Saved entries:

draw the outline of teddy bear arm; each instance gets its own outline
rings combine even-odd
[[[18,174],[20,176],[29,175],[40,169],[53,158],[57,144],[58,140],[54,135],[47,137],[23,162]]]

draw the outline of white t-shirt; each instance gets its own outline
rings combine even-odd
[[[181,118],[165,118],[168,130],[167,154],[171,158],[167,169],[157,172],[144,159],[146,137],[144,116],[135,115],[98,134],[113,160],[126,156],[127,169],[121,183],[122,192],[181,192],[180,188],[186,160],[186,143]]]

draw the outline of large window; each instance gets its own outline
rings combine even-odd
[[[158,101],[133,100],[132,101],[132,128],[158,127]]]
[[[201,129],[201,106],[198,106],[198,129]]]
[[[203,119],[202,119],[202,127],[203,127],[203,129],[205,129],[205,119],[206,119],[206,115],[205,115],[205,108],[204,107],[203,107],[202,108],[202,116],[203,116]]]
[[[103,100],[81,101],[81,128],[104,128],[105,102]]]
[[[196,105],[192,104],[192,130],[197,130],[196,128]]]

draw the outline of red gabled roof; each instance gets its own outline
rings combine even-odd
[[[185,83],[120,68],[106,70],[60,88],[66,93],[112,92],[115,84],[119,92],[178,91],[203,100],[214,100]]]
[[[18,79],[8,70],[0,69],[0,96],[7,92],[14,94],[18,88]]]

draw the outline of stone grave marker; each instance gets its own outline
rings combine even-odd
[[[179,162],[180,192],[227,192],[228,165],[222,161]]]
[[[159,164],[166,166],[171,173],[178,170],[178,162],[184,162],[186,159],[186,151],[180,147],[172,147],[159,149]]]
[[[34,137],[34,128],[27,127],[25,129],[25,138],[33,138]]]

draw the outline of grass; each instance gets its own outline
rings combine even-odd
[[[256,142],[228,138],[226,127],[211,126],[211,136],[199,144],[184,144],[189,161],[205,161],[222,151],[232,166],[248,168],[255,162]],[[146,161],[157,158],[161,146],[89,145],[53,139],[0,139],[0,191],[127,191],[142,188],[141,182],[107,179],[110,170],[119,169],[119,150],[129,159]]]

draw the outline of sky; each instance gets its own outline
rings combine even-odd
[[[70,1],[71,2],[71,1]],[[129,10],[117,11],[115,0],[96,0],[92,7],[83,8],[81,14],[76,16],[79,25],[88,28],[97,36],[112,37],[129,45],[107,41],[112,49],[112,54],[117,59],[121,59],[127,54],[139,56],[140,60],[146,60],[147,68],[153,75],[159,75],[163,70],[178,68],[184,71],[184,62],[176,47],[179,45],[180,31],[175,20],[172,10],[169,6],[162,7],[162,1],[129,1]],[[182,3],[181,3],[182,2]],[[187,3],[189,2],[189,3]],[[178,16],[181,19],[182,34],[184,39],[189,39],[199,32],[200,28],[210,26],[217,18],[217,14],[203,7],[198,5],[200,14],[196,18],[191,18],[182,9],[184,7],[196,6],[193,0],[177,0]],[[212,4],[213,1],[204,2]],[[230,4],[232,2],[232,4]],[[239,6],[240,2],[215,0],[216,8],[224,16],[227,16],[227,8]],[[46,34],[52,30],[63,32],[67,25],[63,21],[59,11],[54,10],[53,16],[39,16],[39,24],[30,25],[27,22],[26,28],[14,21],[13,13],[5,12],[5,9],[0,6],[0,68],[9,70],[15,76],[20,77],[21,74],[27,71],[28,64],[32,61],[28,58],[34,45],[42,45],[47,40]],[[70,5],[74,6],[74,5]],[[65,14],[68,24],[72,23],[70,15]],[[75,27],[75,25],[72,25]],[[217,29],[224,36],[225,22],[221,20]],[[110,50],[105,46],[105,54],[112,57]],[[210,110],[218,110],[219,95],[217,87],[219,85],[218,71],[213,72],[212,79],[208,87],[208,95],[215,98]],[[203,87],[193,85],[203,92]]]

Work required =>
Retype all of the records above line for line, changing nothing.

Written solution =>
draw the outline of teddy bear arm; each instance gets its own outline
rings combine even-odd
[[[18,174],[20,176],[29,175],[40,169],[53,158],[57,144],[58,140],[54,135],[47,137],[23,162]]]

draw the outline of white t-shirt; each instance gets its own outline
rings combine even-odd
[[[181,118],[165,118],[168,130],[167,154],[171,158],[167,169],[157,172],[144,159],[146,137],[144,116],[135,115],[98,134],[113,160],[126,156],[127,169],[121,183],[122,192],[181,192],[180,188],[186,160],[186,143]]]

draw the outline of large window; each instance gets its own outline
rings combine even-odd
[[[158,101],[133,100],[132,101],[132,128],[158,127]]]
[[[201,129],[201,106],[198,106],[198,129]]]
[[[203,119],[202,119],[202,127],[203,127],[203,129],[205,129],[205,119],[206,119],[206,115],[205,115],[205,108],[204,107],[203,107],[202,108],[202,116],[203,116]]]
[[[103,100],[81,101],[81,128],[104,128],[105,102]]]
[[[196,105],[192,104],[192,130],[197,130],[196,128]]]

draw the outline of red gabled roof; each instance gets its own outline
rings combine even-odd
[[[185,83],[120,68],[106,70],[60,88],[66,93],[112,92],[115,84],[119,92],[178,91],[203,100],[214,100]]]
[[[18,79],[8,70],[0,69],[0,96],[7,92],[14,94],[18,88]]]

draw the outline of stone grave marker; each instance gets its own outline
rings combine even-odd
[[[179,162],[180,192],[227,192],[228,165],[222,161]]]
[[[159,164],[166,166],[171,173],[178,170],[178,162],[184,162],[186,159],[186,151],[180,147],[172,147],[159,149]]]
[[[34,137],[34,128],[27,127],[25,129],[25,138],[33,138]]]

draw the outline of grass; each instance gets its own outline
rings combine even-odd
[[[256,142],[228,138],[226,127],[211,126],[211,136],[199,144],[184,144],[189,161],[205,161],[222,151],[232,166],[248,168],[255,162]],[[146,161],[157,158],[161,146],[89,145],[53,139],[0,139],[0,191],[127,191],[142,188],[141,182],[107,179],[110,170],[119,169],[119,150],[129,159]]]

draw the outline of sky; each instance gets its own outline
rings combine even-odd
[[[70,1],[71,2],[71,1]],[[129,10],[117,11],[115,0],[96,0],[92,7],[83,8],[81,14],[76,16],[79,25],[88,28],[97,36],[112,37],[129,45],[107,41],[112,49],[112,54],[117,59],[121,59],[127,54],[139,56],[140,60],[146,60],[147,68],[153,75],[159,75],[163,70],[178,68],[184,71],[184,62],[176,47],[179,45],[180,31],[175,20],[172,10],[169,6],[162,7],[162,1],[129,1]],[[182,3],[181,3],[182,2]],[[187,3],[189,2],[189,3]],[[178,16],[181,19],[182,34],[184,39],[189,39],[199,32],[200,28],[210,26],[217,18],[217,14],[203,7],[198,5],[200,14],[196,18],[191,18],[182,9],[184,7],[196,6],[193,0],[177,0]],[[212,4],[213,1],[204,2]],[[230,4],[232,2],[232,4]],[[239,6],[240,2],[215,0],[216,8],[224,16],[227,16],[227,8]],[[46,34],[52,30],[63,32],[67,25],[63,21],[59,11],[54,10],[53,16],[39,16],[39,24],[30,25],[27,22],[26,28],[14,21],[13,13],[5,12],[5,9],[0,6],[0,68],[9,70],[15,76],[20,77],[21,74],[27,71],[28,64],[32,61],[28,58],[34,45],[42,45],[47,40]],[[70,5],[74,6],[74,5]],[[65,14],[68,24],[72,23],[70,15]],[[75,27],[75,25],[72,25]],[[217,29],[224,36],[225,22],[221,20]],[[110,50],[105,46],[105,54],[112,57]],[[210,110],[218,110],[219,95],[217,87],[219,85],[218,71],[213,72],[212,79],[208,87],[208,95],[215,98]],[[203,87],[193,85],[203,92]]]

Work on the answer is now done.